-- Begin Text provided --

Metadata-Version: 2.4
Name: fabricengineer-py
Version: 1.0.3
Summary: Package for Fabric Engineers
Author-email: Enrico Goerlitz <private.email@gmail.com>
Requires-Python: >=3.11
Requires-Dist: delta-spark==3.2.0
Requires-Dist: pyspark==3.5.0
Requires-Dist: pytest>=8.4.1
Description-Content-Type: text/markdown

# FabricEngineer Package
[![CI](https://github.com/enricogoerlitz/fabricengineer-py/actions/workflows/ci.yml/badge.svg)](https://github.com/enricogoerlitz/fabricengineer-py/actions/workflows/ci.yml)
[![CD](https://github.com/enricogoerlitz/fabricengineer-py/actions/workflows/release.yml/badge.svg)](https://github.com/enricogoerlitz/fabricengineer-py/actions/workflows/release.yml)

## Description

**FabricEngineer** is a comprehensive Python package designed specifically for Microsoft Fabric developers to streamline data transformation workflows and automate complex ETL processes. This package provides enterprise-grade solutions for building robust data pipelines with minimal boilerplate code.

-- End Text provided --

Repeat the stretch of the package description from "# FabricEngineer Package" through "minimal boilerplate code.", replacing "boilerplate code" with "setup code". The lines that come next have nothing to do with this.

-- Begin Information shown --

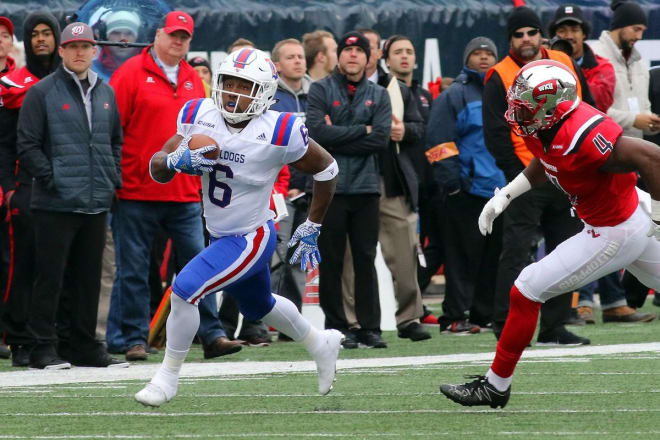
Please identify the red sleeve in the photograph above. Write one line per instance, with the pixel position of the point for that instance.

-- End Information shown --

**Correct answer:**
# FabricEngineer Package
[![CI](https://github.com/enricogoerlitz/fabricengineer-py/actions/workflows/ci.yml/badge.svg)](https://github.com/enricogoerlitz/fabricengineer-py/actions/workflows/ci.yml)
[![CD](https://github.com/enricogoerlitz/fabricengineer-py/actions/workflows/release.yml/badge.svg)](https://github.com/enricogoerlitz/fabricengineer-py/actions/workflows/release.yml)

## Description

**FabricEngineer** is a comprehensive Python package designed specifically for Microsoft Fabric developers to streamline data transformation workflows and automate complex ETL processes. This package provides enterprise-grade solutions for building robust data pipelines with minimal setup code.